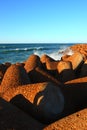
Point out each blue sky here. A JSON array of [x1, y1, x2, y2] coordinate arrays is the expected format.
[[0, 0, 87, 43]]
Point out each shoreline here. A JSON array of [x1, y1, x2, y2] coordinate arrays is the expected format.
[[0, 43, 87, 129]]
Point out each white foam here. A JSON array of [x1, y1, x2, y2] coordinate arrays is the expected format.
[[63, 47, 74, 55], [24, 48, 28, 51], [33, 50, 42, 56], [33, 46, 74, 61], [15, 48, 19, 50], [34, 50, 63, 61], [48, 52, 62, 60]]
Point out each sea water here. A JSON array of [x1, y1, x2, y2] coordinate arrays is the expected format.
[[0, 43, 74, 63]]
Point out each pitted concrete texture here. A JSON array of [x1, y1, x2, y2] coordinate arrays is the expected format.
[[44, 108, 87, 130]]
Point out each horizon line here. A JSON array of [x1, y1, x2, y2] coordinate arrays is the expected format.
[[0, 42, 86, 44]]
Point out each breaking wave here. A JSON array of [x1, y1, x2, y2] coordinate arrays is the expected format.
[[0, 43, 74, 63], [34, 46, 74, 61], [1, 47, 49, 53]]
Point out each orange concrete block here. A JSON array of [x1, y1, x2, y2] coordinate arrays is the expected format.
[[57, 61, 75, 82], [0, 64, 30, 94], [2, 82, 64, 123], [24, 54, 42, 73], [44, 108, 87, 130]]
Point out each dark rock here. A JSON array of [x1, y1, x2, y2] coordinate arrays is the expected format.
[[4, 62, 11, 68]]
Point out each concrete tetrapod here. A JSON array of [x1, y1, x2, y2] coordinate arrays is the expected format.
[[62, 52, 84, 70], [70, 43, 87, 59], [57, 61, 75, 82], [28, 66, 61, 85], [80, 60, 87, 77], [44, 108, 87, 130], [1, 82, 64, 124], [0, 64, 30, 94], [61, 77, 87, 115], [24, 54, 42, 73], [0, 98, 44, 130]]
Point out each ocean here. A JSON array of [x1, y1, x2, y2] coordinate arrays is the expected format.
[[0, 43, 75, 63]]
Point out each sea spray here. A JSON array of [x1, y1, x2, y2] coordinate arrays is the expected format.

::::::::::

▸ **What you should do**: Find the line with "Point out each concrete" in the data above. Restate it and all later lines word for word, ending with the last line.

▸ **Expected answer**:
Point out each concrete tetrapod here. A JSON array of [x1, y1, x2, y2] coordinate arrays is the expected format.
[[62, 52, 84, 70], [70, 43, 87, 59], [57, 61, 75, 82], [28, 66, 61, 85], [80, 60, 87, 77], [44, 108, 87, 130], [1, 82, 64, 124], [0, 64, 30, 94], [61, 77, 87, 115], [24, 54, 42, 73], [0, 98, 44, 130]]
Point out each ocean here. A JSON array of [x1, y1, x2, y2] coordinate arrays is the expected format.
[[0, 43, 75, 63]]
Point out each sea spray here. A JSON array of [x1, y1, x2, y2] coordinate arrays is the expected format.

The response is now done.